# **Loop Scheduling Algorithms for Power Reduction\***

Ted Zhihong Yu, Fei Chen and Edwin H.-M. Sha Department of Computer Science and Engineering University of Notre Dame Notre Dame, IN 46556

#### ABSTRACT

The increasing demand for portable computing has elevated power consumption to be one of the most critical parameters for execution of loops which constitute most of the computation of scientific applications. The reduction of a schedule length is usually considered to be opposite to the reduction of power. This paper presents a novel loop pipelining approach to reduce power consumption while reducing the schedule length. Power consumption is measured by transition activity between operands of successive operations. Both initial scheduling and loop scheduling across iterations try to reduce the transition activity at the inputs to the functional units. A series of experiments show that our method achieves considerable power dissipation and schedule length reduction.

#### 1 INTRODUCTION

The time critical sections of computation intensive applications, such as multimedia applications and DSP systems, usually consist of loops of instructions. The strict limitation on power dissipation which portability imposes, must be met by the system while still satisfying computational requirements.

▶ Instructions:
a) Can you duplicate the loop scheduling excerpt word for word, between "The increasing demand" and "schedule length reduction.", inclusive?
b) Answer these questions about the loop scheduling excerpt:
(i) How is power consumption measured?
(ii) At which university are the authors' department?
(iii) What do the time critical sections of computation intensive applications usually consist of?
c) Could you write the next part of the loop scheduling excerpt, picking up after its final sentence?
The records that come next are separate material, apart from the loop scheduling excerpt.

▶ Given data:
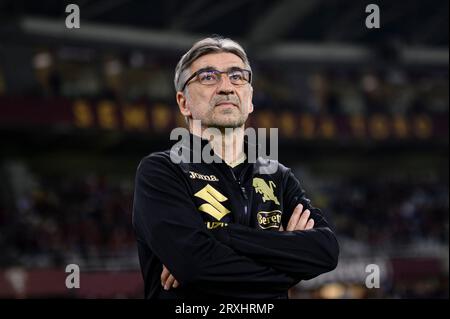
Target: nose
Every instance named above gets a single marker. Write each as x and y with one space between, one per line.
225 86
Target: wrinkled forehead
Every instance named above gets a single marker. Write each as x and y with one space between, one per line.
220 61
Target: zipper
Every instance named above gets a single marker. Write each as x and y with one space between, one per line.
244 195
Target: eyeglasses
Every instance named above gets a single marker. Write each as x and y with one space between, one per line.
237 76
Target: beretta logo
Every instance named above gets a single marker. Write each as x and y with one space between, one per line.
270 219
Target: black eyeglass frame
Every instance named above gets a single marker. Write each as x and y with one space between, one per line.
217 72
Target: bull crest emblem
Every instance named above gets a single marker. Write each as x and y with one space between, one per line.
265 190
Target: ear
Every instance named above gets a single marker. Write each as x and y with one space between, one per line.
250 109
181 100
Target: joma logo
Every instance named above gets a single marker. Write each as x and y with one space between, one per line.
209 178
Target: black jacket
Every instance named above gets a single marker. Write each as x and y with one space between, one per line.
218 234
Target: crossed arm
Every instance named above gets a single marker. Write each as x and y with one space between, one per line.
229 261
300 220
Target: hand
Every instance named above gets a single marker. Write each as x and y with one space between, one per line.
168 280
300 220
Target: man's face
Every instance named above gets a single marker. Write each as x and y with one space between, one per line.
221 105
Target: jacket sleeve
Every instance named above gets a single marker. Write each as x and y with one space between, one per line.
166 219
300 254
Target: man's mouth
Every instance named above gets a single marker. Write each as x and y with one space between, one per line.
227 104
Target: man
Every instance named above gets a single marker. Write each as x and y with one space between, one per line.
230 228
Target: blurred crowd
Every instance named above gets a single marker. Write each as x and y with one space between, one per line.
90 216
87 217
333 89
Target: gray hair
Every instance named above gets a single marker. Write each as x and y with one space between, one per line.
213 44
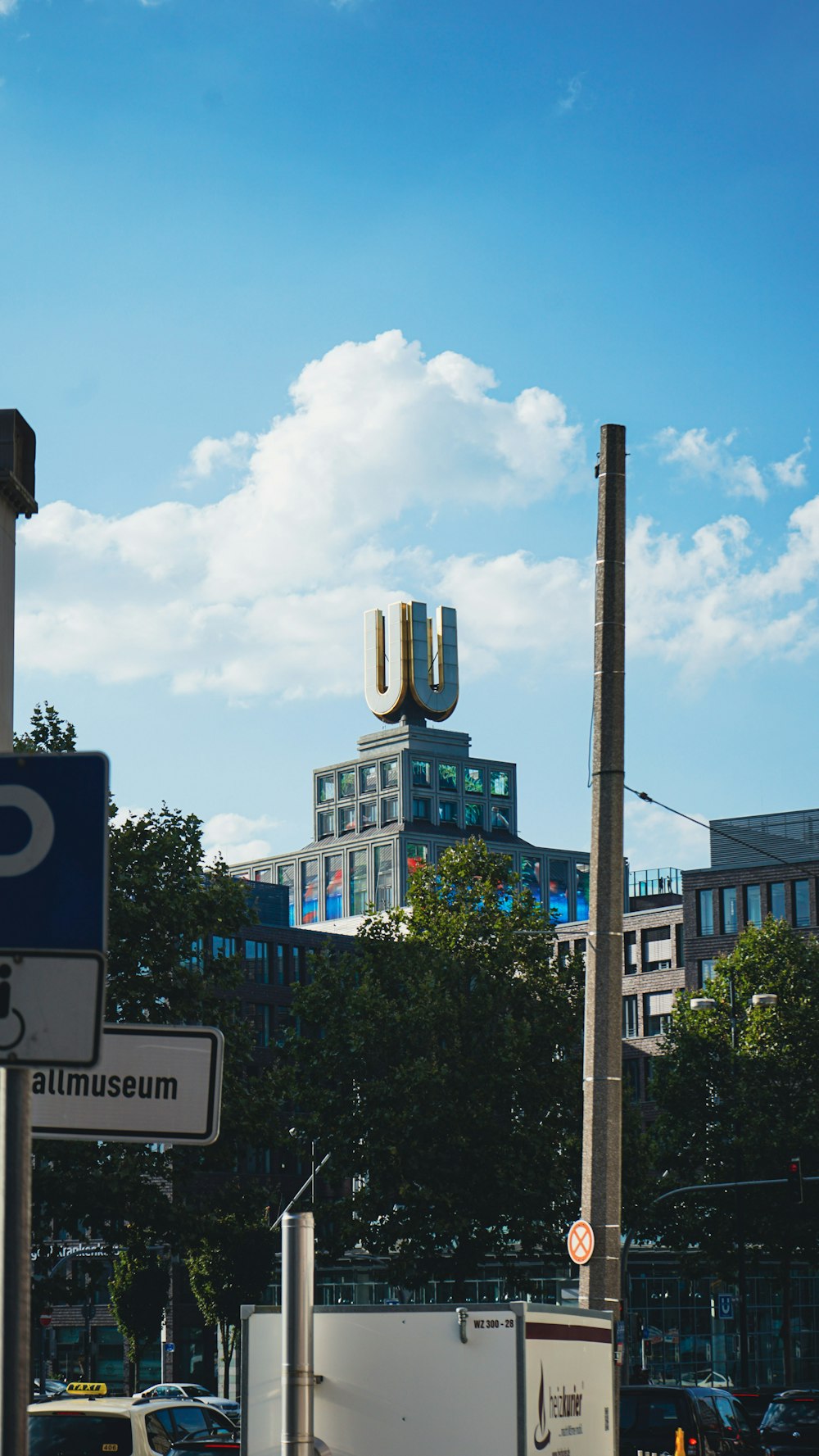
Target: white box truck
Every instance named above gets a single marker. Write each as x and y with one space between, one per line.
440 1381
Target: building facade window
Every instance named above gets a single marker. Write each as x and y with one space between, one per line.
582 893
753 905
559 890
629 1015
656 1012
631 1079
286 875
777 900
223 946
416 855
326 823
802 901
309 891
389 773
532 877
448 778
367 778
383 864
358 896
256 961
656 948
333 888
704 912
727 896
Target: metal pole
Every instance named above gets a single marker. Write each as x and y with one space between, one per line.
297 1334
15 1082
740 1270
603 1047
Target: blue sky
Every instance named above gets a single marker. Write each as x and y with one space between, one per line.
318 305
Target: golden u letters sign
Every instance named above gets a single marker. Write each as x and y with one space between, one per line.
412 669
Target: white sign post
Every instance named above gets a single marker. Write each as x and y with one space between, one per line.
150 1085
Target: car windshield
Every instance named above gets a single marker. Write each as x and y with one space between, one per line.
802 1410
76 1433
650 1413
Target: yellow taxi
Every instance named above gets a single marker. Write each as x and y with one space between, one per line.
88 1422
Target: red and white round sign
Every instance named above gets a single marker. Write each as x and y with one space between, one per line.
581 1242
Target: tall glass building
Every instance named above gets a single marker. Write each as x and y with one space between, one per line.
410 792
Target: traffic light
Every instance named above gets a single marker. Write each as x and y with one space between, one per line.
794 1180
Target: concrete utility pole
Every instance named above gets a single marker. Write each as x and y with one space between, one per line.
16 498
603 1047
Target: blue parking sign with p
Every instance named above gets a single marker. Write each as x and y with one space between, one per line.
54 852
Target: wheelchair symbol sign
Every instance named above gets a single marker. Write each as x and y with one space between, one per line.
52 854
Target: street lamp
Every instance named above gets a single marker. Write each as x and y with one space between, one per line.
760 999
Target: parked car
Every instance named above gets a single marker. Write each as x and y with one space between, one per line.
792 1424
52 1390
84 1423
712 1420
188 1390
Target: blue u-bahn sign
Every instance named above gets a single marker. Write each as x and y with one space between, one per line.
54 852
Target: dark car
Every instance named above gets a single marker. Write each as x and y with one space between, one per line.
792 1424
713 1423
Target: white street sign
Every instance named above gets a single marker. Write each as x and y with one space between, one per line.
50 1008
150 1085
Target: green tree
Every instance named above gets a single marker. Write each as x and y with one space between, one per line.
138 1290
740 1114
47 733
442 1075
229 1267
163 909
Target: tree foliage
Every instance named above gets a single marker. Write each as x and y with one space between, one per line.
163 906
729 1116
138 1290
229 1267
47 733
442 1075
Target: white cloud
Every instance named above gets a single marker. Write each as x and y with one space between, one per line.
247 594
704 456
793 470
211 455
260 592
571 95
236 837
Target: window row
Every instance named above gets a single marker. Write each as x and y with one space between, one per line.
373 813
341 884
425 773
661 950
656 1014
717 910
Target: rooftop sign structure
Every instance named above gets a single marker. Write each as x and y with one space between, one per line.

▶ Answer list:
a)
The increasing demand for portable computing has elevated power consumption to be one of the most critical parameters for execution of loops which constitute most of the computation of scientific applications. The reduction of a schedule length is usually considered to be opposite to the reduction of power. This paper presents a novel loop pipelining approach to reduce power consumption while reducing the schedule length. Power consumption is measured by transition activity between operands of successive operations. Both initial scheduling and loop scheduling across iterations try to reduce the transition activity at the inputs to the functional units. A series of experiments show that our method achieves considerable power dissipation and schedule length reduction.

b)
(i) By transition activity between operands of successive operations.
(ii) The University of Notre Dame.
(iii) Loops of instructions.

c)
This paper presents a *loop pipelining* methodology that targets at reducing power dissipation of the execution of the loop schedule. Loop pipelining explores scheduling opportunities by arranging operations across iteration boundaries. Rotation scheduling is a loop pipelining algorithm whose effect is characterized by retiming data flow graph (DFG) of the loop body. The rotation scheduling, however, does not consider the power dissipation. And it was not clear how we can reduce a schedule length and the power dissipation at the same time by loop pipelining. Our loop scheduling approach integrates power dissipation reduction into rotation scheduling. Since the exponential growth of scheduling space with the number of operations in the loop prohibits a complete search through the problem space, rotation scheduling exhibits both efficiency and flexibility in minimizing the transition activity of the inputs to the functional units. After a sequence of rotations, we get the final schedule that both satisfies a predefined iteration bound and reduces power dissipation.

Studies concerning low power design have proposed several different solutions. Irwin, et. al, [3] study the effect of several standard compiler techniques such as loop unrolling, software pipelining, and recursion elimination on power consumption. They show that *software pipelining* decreases the number of stalls by fetching instructions from different iterations. Hence, total energy consumption reduces due to reduction in stalls and program



Figure 1. Original Data Flow Graph

takes fewer cycles to finish (therefore average energy per cycle is greater). However, the studied techniques themselves don't target at power minimization.

Anand and Jha [2] proposed an allocation method in behavioral synthesis that selects a sequence of operations (variables) for a module (register) such that the transition activity is reduced. They used a composite weight associated with each edge in the *Compatibility Graph*, involving both *capacitance weight* and *transition activity weight*, to guide mapping the two variables (operations) to the same register (module).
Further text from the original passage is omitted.